◆ **Aim**: Report how many lines in the records below contain the string "fire", counting a match only when its letter case agrees. Respond with the number alone.

>> start Records for processing

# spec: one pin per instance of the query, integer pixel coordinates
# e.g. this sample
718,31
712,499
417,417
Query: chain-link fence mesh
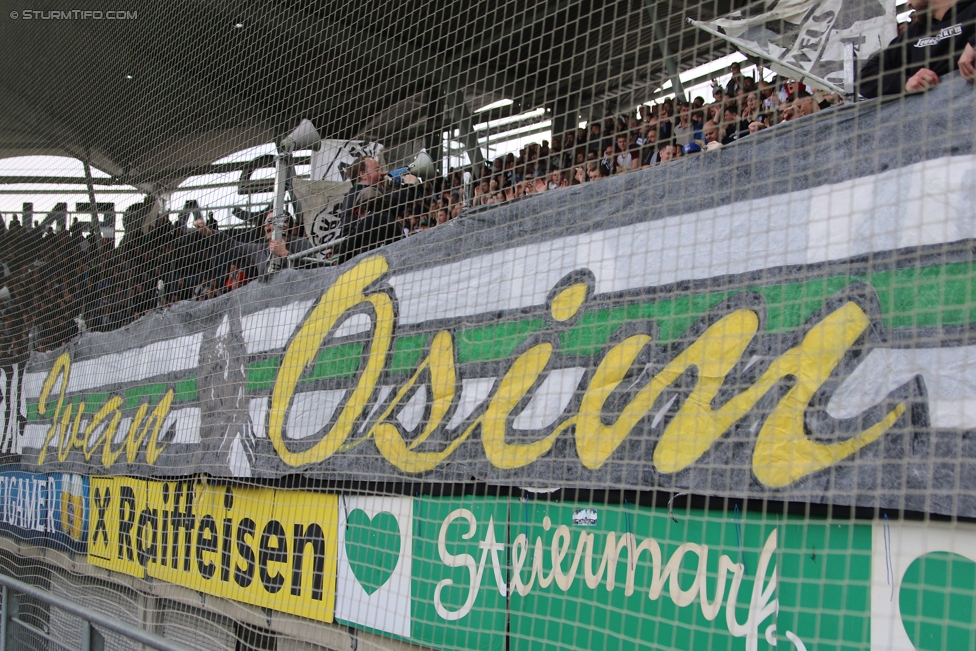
484,325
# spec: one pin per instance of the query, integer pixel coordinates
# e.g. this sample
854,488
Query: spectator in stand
626,159
735,85
595,138
802,106
665,129
369,210
718,95
712,139
770,100
684,129
748,86
258,255
752,113
735,127
593,171
607,162
236,278
555,178
939,40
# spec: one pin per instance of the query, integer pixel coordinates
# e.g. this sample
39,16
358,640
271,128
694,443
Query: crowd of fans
651,136
61,283
58,284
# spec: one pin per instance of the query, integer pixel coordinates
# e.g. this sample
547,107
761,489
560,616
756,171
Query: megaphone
305,136
421,166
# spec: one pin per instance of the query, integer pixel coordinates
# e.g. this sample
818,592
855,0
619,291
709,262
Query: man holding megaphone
369,210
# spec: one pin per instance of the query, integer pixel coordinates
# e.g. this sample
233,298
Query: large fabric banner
810,34
805,339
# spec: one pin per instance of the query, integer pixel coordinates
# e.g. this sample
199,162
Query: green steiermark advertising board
539,575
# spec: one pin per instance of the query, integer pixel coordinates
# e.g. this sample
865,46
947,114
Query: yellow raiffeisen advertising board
271,548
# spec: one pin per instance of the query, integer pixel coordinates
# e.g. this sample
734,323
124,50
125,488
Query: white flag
809,35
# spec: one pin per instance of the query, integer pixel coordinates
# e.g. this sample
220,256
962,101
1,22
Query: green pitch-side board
537,575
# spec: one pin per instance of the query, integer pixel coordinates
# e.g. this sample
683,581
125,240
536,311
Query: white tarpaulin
809,35
329,163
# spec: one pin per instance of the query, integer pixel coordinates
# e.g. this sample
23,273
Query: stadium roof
158,96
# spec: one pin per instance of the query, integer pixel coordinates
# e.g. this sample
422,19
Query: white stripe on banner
921,204
271,328
949,375
158,358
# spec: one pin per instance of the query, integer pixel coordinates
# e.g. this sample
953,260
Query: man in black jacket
940,39
369,210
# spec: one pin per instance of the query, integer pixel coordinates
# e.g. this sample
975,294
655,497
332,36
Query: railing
91,639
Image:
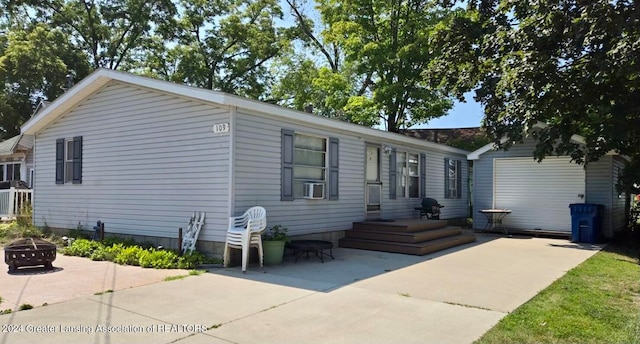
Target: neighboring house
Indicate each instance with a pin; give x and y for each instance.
(539, 194)
(16, 159)
(141, 155)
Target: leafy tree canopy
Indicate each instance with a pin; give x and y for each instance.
(33, 66)
(366, 61)
(224, 45)
(106, 30)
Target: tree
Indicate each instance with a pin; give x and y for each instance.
(370, 54)
(224, 45)
(105, 30)
(571, 65)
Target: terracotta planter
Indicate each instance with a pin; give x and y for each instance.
(273, 252)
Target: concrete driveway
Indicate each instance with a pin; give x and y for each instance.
(453, 296)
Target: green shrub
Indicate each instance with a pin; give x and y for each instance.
(126, 253)
(191, 260)
(158, 259)
(82, 248)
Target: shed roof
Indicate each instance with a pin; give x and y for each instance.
(101, 77)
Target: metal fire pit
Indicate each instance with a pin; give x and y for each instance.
(29, 252)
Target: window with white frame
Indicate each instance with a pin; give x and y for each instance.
(408, 181)
(68, 161)
(310, 162)
(453, 178)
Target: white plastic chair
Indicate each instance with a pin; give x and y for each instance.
(245, 232)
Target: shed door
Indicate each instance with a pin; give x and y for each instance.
(539, 194)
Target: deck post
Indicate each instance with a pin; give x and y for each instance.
(12, 202)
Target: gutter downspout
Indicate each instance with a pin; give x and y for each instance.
(233, 112)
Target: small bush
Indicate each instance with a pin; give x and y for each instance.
(158, 259)
(129, 256)
(191, 260)
(82, 248)
(128, 253)
(108, 253)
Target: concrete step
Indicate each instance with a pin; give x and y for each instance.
(399, 225)
(419, 249)
(408, 237)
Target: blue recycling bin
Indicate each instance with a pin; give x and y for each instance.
(586, 222)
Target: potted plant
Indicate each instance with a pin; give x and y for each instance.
(273, 241)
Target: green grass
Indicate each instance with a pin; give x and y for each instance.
(596, 302)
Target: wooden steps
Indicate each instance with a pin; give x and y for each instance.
(407, 236)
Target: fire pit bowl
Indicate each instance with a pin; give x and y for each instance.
(29, 252)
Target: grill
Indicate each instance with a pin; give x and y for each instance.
(29, 252)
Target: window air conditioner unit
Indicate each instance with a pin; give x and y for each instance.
(313, 191)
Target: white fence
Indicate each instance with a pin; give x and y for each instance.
(13, 200)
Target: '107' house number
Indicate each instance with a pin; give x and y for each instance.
(221, 128)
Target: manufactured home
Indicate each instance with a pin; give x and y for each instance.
(141, 155)
(539, 193)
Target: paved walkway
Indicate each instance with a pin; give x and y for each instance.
(362, 296)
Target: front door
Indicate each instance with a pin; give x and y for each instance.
(373, 187)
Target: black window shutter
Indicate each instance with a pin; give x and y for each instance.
(423, 175)
(333, 168)
(393, 174)
(60, 161)
(286, 190)
(459, 178)
(77, 160)
(447, 193)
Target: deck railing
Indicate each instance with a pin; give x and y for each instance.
(13, 200)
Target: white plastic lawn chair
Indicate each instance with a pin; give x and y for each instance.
(190, 236)
(245, 232)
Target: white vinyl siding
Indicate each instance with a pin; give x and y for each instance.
(538, 194)
(258, 177)
(310, 162)
(149, 161)
(434, 188)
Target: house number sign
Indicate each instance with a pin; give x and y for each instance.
(221, 128)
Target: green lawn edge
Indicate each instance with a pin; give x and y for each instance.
(596, 302)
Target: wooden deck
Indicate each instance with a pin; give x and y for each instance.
(407, 236)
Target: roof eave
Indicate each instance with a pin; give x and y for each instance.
(101, 77)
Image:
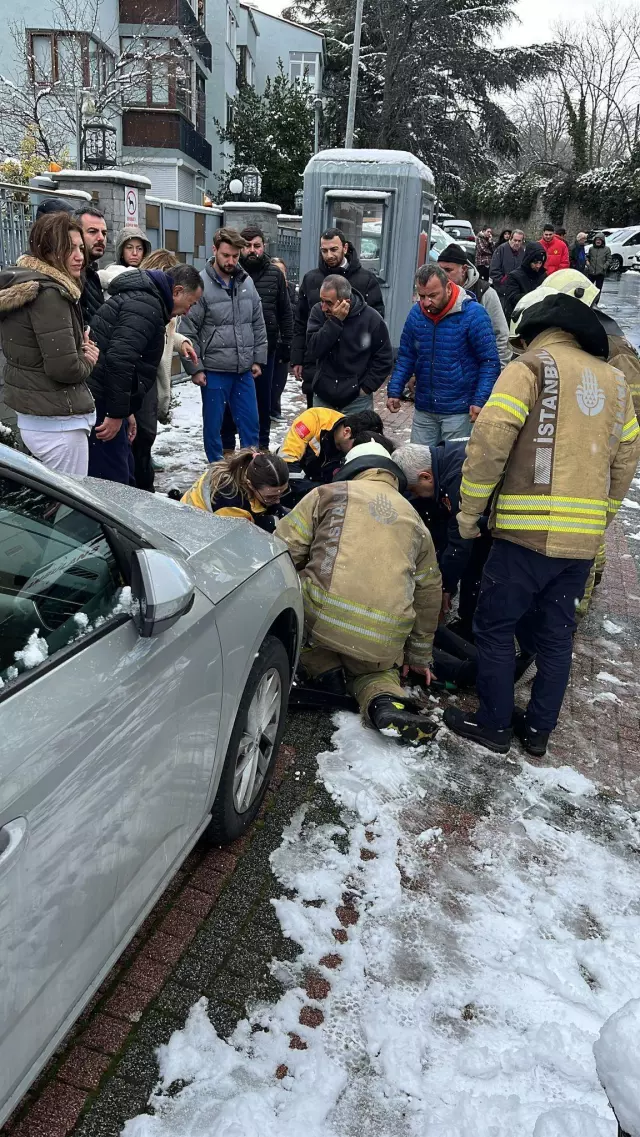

>> end Records for processing

◆ **Result for this exercise**: 2